# Exercise prompt:
Answer these questions using the passage about Castañeda's book:
1. Besides the conquistadors, who invaded the country, according to the passage?
2. What does Castañeda cite to show that Mexicans are more xenophobic toward immigrants than their U.S. counterparts?
3. What does his authorial manner suggest?

# Passage to read:
================
Castañeda concedes that such anxieties, historically, have been understandable in a country that was founded on the conquistadors’ brutal conquest of America’s indigenous people, and later invaded by the French and the United States Army.
But today, he insists, these phobias have become a huge liability to ordinary Mexicans’ improving their material lot. He cites public opinion polls to demonstrate that, for all the cross-border chatter about U.S. discrimination against Mexican immigrants, Mexicans themselves — despite their characteristic warmth and hospitality toward individual strangers — are collectively far more xenophobic toward immigrants than their U.S. counterparts and have largely opposed granting admittance or basic rights to foreign workers.
The book’s tough-love tone is supported by Castañeda’s precise, systematic mustering of hard facts from scholarly studies, public opinion surveys and the like. His authorial manner suggests a lawyer arguing before an international tribunal, and the book sometimes reads more like an indictment than a native son’s amicus brief.
================
# Raw data:

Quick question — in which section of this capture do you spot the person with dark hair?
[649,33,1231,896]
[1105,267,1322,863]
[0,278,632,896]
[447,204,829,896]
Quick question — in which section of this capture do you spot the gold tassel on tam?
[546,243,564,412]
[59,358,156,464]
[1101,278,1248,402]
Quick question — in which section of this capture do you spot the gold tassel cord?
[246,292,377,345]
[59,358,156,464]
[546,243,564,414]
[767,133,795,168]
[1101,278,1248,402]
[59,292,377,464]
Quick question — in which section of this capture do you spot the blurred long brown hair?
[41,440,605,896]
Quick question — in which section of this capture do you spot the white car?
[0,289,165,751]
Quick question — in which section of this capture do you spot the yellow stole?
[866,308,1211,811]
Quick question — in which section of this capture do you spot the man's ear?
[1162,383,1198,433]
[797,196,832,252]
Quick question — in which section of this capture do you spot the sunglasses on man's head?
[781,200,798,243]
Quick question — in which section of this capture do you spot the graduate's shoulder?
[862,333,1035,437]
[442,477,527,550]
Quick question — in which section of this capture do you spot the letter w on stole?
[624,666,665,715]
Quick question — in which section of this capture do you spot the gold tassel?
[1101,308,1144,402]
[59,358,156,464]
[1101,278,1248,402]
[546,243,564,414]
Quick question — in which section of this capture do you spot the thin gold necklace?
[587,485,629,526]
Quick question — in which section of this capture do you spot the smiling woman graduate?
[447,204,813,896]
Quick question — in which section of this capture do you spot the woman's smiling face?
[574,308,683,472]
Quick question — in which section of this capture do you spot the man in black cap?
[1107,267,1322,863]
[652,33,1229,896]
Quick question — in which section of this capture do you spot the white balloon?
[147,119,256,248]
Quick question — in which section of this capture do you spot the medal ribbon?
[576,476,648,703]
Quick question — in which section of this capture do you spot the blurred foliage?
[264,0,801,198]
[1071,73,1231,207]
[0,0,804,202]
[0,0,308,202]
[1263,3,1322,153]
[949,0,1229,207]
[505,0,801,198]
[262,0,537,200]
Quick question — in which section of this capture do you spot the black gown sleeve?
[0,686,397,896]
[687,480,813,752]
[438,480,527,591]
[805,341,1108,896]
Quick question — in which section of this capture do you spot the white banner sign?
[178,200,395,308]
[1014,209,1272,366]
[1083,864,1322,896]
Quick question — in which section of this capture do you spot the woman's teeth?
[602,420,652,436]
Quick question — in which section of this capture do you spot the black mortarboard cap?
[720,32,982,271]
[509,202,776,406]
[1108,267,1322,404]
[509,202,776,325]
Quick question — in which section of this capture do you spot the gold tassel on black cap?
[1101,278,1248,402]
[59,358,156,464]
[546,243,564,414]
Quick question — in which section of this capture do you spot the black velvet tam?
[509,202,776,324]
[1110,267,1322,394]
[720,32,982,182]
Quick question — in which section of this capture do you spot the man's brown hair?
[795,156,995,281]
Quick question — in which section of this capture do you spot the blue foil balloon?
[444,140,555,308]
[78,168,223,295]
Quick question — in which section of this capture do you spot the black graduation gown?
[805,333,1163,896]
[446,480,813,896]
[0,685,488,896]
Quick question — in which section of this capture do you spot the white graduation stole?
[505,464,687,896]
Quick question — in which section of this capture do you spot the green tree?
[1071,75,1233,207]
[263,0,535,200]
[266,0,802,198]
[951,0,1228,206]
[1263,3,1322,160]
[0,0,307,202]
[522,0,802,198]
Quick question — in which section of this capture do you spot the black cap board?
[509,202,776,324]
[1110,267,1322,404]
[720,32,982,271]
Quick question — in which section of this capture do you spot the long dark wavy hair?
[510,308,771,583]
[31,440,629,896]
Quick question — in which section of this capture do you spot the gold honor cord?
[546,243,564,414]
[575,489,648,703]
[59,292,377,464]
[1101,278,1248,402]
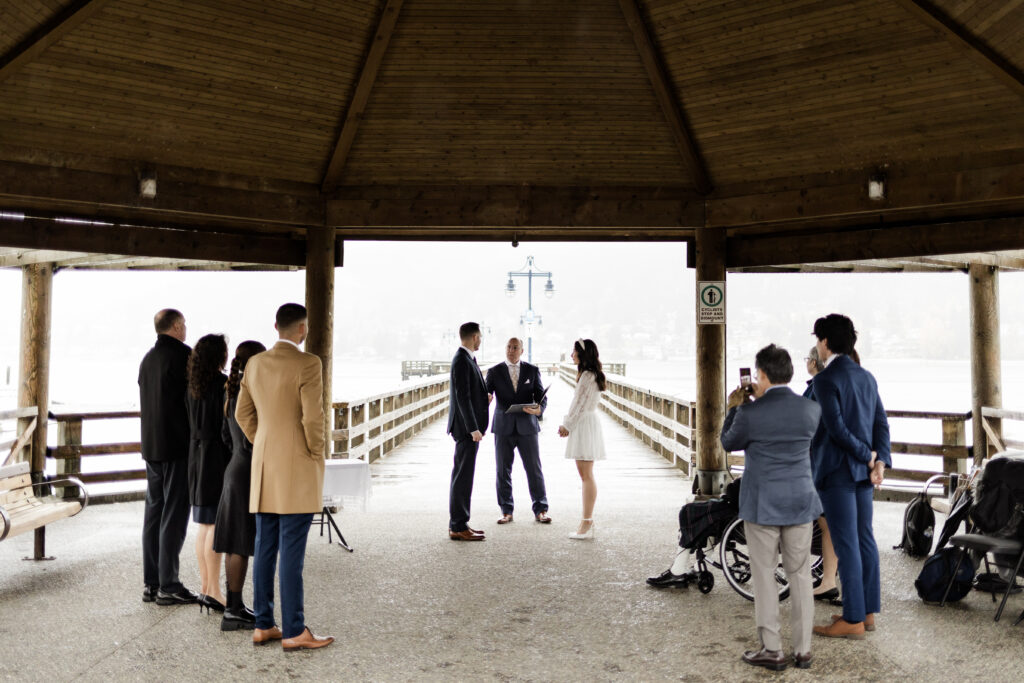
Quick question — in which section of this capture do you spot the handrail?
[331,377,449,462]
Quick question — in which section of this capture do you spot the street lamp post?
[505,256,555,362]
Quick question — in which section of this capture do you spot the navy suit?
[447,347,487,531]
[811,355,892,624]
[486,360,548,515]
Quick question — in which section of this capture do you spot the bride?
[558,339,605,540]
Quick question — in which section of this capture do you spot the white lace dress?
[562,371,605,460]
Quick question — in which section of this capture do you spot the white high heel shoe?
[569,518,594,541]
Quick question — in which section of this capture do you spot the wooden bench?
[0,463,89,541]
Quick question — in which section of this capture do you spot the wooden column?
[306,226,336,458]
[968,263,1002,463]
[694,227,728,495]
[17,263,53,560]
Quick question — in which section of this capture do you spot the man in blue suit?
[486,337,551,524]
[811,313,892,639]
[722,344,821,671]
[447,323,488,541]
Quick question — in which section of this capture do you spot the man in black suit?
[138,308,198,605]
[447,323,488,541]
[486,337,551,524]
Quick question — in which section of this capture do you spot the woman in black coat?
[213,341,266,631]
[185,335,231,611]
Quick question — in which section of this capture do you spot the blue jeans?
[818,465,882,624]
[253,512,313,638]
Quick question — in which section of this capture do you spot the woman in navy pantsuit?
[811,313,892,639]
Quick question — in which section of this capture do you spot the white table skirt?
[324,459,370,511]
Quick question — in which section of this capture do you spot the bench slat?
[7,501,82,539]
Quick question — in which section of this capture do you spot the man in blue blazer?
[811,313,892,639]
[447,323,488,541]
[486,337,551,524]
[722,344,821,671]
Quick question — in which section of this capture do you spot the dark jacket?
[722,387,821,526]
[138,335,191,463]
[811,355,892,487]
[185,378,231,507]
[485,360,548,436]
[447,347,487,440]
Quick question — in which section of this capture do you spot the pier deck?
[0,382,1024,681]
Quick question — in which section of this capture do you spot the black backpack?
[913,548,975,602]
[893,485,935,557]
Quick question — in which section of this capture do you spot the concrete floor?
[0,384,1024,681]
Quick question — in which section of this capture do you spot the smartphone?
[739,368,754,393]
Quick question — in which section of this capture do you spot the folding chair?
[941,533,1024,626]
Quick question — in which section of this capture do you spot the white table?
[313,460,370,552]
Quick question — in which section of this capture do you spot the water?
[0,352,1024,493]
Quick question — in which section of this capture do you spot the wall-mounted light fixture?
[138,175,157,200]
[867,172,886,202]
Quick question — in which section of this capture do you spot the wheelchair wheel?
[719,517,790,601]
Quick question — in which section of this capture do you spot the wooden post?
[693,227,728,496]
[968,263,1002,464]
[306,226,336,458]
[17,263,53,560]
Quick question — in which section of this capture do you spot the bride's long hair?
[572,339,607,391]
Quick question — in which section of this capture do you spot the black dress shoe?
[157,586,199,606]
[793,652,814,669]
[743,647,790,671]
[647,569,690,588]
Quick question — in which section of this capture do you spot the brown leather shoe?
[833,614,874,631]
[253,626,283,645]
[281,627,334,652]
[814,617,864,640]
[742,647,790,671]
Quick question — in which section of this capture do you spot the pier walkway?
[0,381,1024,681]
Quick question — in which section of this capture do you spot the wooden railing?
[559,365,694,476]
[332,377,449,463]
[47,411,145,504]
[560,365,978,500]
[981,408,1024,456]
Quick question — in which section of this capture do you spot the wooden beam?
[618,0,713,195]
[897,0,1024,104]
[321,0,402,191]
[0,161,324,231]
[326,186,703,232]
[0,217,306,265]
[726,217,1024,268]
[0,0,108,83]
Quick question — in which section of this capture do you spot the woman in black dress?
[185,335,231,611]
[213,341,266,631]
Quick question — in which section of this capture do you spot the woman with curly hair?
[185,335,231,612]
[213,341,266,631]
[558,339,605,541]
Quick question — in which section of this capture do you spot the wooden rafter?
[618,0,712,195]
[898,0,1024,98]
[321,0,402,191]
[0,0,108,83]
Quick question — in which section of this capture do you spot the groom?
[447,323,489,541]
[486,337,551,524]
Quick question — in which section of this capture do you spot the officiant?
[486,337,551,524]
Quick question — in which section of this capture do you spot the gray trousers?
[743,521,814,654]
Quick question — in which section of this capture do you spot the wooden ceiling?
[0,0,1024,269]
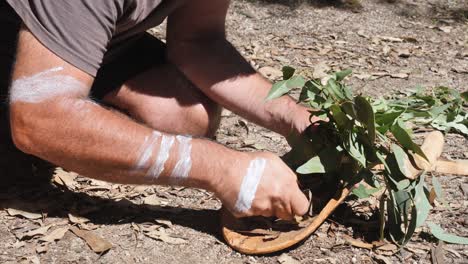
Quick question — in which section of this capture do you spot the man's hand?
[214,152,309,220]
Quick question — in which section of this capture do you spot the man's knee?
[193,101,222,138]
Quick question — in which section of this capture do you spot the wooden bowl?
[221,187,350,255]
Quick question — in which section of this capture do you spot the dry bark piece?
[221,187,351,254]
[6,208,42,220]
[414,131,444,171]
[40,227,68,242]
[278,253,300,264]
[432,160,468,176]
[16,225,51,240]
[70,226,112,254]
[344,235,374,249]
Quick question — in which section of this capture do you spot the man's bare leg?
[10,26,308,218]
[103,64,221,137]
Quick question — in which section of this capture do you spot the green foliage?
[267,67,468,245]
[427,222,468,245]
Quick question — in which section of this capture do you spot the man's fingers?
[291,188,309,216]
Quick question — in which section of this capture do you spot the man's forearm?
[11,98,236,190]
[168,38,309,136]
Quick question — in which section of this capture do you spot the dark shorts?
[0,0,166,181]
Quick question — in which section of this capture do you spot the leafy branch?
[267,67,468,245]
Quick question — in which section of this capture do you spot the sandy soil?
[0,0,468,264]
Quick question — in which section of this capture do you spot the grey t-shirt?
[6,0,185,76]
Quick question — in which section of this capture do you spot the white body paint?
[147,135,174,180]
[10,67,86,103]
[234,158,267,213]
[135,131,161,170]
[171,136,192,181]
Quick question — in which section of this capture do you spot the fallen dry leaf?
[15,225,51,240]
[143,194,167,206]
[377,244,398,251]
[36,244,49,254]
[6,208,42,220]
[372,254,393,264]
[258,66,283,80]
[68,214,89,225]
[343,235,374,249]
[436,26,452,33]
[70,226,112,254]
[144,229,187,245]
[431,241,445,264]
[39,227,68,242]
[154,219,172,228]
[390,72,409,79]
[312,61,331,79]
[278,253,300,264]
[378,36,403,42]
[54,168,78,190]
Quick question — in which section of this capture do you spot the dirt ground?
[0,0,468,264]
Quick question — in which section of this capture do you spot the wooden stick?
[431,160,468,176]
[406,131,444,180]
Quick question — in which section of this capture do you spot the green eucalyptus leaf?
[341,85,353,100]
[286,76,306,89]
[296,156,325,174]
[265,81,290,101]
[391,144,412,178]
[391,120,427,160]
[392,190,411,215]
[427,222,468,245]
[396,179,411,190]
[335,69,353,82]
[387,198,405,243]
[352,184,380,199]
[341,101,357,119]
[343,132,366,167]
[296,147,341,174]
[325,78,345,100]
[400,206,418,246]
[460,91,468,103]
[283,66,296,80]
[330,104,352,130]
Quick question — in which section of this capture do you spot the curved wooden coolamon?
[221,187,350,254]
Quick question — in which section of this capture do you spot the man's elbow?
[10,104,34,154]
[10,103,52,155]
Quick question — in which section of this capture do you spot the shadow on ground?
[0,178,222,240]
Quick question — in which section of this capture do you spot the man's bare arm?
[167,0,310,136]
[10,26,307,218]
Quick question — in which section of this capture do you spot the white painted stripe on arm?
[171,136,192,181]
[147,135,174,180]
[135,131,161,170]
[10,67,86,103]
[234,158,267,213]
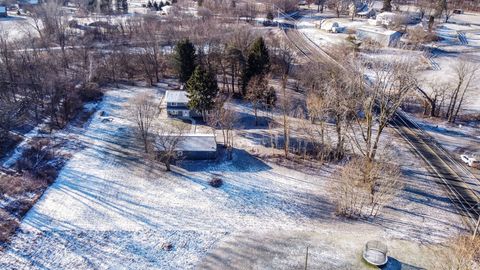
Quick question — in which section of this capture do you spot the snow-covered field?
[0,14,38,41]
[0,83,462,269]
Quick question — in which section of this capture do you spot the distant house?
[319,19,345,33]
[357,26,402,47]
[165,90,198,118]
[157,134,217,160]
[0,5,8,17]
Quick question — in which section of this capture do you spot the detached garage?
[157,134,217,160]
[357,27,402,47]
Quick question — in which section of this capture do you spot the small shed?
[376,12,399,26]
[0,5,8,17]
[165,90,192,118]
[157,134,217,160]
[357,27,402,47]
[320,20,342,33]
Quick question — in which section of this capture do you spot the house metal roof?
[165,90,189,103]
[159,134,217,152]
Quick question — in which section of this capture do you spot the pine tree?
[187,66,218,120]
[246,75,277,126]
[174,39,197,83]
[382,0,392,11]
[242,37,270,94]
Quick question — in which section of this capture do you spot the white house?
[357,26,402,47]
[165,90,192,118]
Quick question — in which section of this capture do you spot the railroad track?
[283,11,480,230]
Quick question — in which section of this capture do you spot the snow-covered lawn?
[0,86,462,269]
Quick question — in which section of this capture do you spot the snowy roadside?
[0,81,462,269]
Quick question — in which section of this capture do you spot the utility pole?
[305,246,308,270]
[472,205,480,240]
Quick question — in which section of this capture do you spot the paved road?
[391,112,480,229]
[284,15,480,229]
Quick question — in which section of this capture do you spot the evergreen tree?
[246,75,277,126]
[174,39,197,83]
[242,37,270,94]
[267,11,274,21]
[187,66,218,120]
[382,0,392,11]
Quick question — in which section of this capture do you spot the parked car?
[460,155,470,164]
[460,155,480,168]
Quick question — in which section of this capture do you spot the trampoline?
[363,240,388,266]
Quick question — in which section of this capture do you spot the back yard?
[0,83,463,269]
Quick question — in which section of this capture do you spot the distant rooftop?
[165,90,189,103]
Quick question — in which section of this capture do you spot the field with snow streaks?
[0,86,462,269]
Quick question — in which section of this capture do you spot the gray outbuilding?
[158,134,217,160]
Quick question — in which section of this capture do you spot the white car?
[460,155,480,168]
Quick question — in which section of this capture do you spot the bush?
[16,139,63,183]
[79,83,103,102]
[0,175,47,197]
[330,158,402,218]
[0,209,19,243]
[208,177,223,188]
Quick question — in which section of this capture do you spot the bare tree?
================
# Problem solution:
1. The French and the United States Army.
2. Public opinion polls.
3. A lawyer arguing before an international tribunal.